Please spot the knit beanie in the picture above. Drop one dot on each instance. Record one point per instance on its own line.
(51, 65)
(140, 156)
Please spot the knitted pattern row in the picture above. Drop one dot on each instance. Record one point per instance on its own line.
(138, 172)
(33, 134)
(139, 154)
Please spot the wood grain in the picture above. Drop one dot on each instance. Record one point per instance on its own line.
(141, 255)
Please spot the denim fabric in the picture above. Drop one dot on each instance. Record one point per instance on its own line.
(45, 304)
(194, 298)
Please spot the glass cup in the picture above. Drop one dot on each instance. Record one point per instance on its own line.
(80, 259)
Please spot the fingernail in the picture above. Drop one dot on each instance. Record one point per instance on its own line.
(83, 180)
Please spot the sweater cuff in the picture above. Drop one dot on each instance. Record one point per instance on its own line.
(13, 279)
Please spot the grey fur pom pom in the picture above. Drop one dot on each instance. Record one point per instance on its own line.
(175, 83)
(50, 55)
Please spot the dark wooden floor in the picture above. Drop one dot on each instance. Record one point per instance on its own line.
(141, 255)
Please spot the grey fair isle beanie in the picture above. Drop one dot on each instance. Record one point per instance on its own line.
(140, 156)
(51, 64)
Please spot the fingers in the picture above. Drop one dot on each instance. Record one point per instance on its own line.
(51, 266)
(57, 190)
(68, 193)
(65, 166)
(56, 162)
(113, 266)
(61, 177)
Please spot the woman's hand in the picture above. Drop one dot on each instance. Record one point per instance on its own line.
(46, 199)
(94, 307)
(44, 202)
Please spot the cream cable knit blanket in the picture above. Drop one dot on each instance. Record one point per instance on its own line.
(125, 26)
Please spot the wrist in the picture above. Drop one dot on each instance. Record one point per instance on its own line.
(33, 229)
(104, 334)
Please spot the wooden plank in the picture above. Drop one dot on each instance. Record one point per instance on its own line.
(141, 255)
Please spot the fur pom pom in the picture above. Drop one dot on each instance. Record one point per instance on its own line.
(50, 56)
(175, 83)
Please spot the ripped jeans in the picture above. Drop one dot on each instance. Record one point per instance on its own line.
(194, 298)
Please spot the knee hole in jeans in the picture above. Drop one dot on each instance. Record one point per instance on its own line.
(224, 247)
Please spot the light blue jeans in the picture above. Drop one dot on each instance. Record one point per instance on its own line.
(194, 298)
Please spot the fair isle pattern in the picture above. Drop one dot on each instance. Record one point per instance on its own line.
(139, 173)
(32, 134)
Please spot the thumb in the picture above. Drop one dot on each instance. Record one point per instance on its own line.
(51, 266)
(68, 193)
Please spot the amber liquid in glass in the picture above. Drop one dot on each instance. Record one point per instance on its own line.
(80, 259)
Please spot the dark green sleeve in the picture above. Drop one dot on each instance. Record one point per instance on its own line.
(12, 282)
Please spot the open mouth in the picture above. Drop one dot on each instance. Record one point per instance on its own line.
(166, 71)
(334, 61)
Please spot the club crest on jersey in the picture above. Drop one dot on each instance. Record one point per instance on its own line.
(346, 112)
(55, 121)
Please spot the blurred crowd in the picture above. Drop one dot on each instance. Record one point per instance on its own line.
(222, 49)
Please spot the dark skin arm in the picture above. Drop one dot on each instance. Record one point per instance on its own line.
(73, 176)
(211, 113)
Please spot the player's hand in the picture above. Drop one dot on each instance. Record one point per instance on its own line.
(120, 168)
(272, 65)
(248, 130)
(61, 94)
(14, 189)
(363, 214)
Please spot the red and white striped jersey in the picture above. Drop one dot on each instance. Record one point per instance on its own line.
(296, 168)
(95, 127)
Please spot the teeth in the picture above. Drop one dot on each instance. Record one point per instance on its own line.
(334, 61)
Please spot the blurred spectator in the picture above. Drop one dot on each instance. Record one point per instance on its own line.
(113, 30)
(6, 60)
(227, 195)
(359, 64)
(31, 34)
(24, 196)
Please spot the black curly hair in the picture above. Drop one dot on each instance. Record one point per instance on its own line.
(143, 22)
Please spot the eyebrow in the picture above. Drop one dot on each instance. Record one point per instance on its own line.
•••
Please present all of the data above as a numbered list, leaving out any blank lines.

1. Please spot the knit beanie in the picture above. Drop one dot on each instance. Record one point per instance on its own line.
2. (51, 65)
3. (140, 156)
4. Please spot the knitted pattern row in the picture above. Drop one dot on each instance. Record one point per instance on its own line.
5. (138, 172)
6. (33, 134)
7. (139, 154)
8. Please spot the wood grain in the picture above. Drop one dot on each instance. Record one point per instance on its own line.
9. (141, 255)
10. Please spot the denim fabric in the picture above. Drop one dot on each instance. Record one point per instance on its own line.
11. (45, 304)
12. (194, 298)
13. Please spot the glass cup in the picture above. Drop one dot on each instance. Record one point per instance on its own line.
14. (80, 259)
15. Please spot the fingernail in the picture above. Drop one dot on each instance. Record one point per instance on its own line.
16. (83, 180)
17. Please spot the sweater cuff in the picture above. Drop one dot on each instance. Record one point per instance on its own line.
18. (13, 279)
19. Please spot the grey fur pom pom in the picture above. Drop one dot on each instance. Record one point per instance on its own line.
20. (175, 83)
21. (50, 55)
22. Please spot the dark wooden floor in the picture above. Drop one dot on each instance. Record one point per instance on its own line.
23. (141, 255)
24. Please spot the grey fair isle beanie in the picture above. Drop one dot on each instance. Record one point per instance on its own line.
25. (140, 156)
26. (51, 64)
27. Please spot the fingers in the picture above. Drop one dot on each instance. Record one point per instance on its own line.
28. (51, 266)
29. (57, 190)
30. (68, 193)
31. (65, 166)
32. (56, 162)
33. (113, 266)
34. (61, 177)
35. Please spot the woman's hand in the picture above. Drop one dot on each instance. Record one point per instance on its own line.
36. (46, 199)
37. (94, 307)
38. (44, 202)
39. Please spot the cream cable knit blanket in the picture above. Drop one dot on each instance. Record one point per instance on its own line.
40. (125, 26)
41. Please spot the wrist in the picture above. Drop one dot on each instance. Record one point per instance on its own line.
42. (33, 229)
43. (104, 334)
44. Please spot the wooden plank in the picture above. Drop one dot on each instance. Record one point per instance on its own line.
45. (141, 255)
46. Please spot the fur pom pom in the picture above. Drop one dot on each instance. Record one point per instance on its own line.
47. (50, 56)
48. (175, 83)
49. Please spot the ripped jeans in the picture above. Drop one dot on each instance. Record one point per instance on its own line.
50. (194, 298)
51. Please spot the knee hole in jeans in the picture above. Drop one dot on each instance. Record one point per instance on its own line.
52. (224, 247)
53. Please spot the light blue jeans in the picture above. Drop one dot on each instance. Record one point per instance on its own line.
54. (194, 298)
55. Please spot the fair isle pattern in the picture above. Drop one dot on each instance. Record one point per instance on its own line.
56. (139, 173)
57. (32, 134)
58. Please spot the thumb in the picture above. Drop one dot on each instance. Record one point per instance on its own line.
59. (51, 266)
60. (68, 193)
61. Please spot the amber liquid in glass in the picture above. Drop one dot on each instance. Record one point per instance on its own line.
62. (80, 259)
63. Please spot the dark green sleeve in the picture above. Drop one dot on each instance. Record one point per instance on its own line.
64. (12, 282)
65. Please spot the open mouth in the picture above. Drop one dot on each instance. Record one point per instance on its own line.
66. (166, 71)
67. (334, 61)
68. Please spot the club crest on jersey in the picture above. Drop one dot on each instance. Record one point per instance on its own line.
69. (346, 112)
70. (55, 121)
71. Please spot the blurred crowd in the picture above. Drop one dot on each instance. Record one point per instance on its own line.
72. (222, 49)
73. Please spot the dark skin arm in the picture above. Drop one dot on each instance. Record one point per instance on its own line.
74. (73, 176)
75. (211, 113)
76. Please spot the player's hand in the picture above. Drop one dot on each instance. Record one point per instance on its own line.
77. (120, 168)
78. (272, 65)
79. (248, 130)
80. (61, 94)
81. (14, 189)
82. (363, 214)
83. Please spot the red and white striped jersey in the picture above. Drop one dot on each instance. Record one point per instance on its own line.
84. (296, 168)
85. (95, 127)
86. Please spot the teeth in the picture above. Drop one dot on each instance. Record one point per instance on its own line.
87. (334, 61)
88. Please spot the blurred spectator in the picture above. Drop one dot on each instance. Record one point per instance on its own line.
89. (113, 30)
90. (6, 60)
91. (227, 195)
92. (359, 64)
93. (31, 34)
94. (24, 196)
95. Please spot the black curly hair in the picture above. Drop one dot on each instance. Record one point per instance on its own line.
96. (143, 22)
97. Please spot the eyebrow in the picture above. Drop one dot on each instance. Record one point per instance on its own line.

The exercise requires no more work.